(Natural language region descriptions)
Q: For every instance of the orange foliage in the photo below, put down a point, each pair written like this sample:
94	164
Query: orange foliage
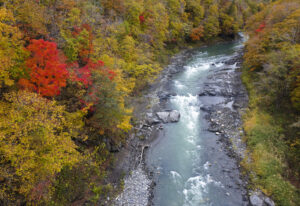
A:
46	73
197	33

WHAT THE EXERCISE ASKS. Copy each line above exactly, with no images.

SOLUTION FOR THIS TASK.
Q: For every instance of the orange foliage in the photo below, put down a point, each pair written like this sample:
94	164
Query: orange foliage
A:
46	73
197	33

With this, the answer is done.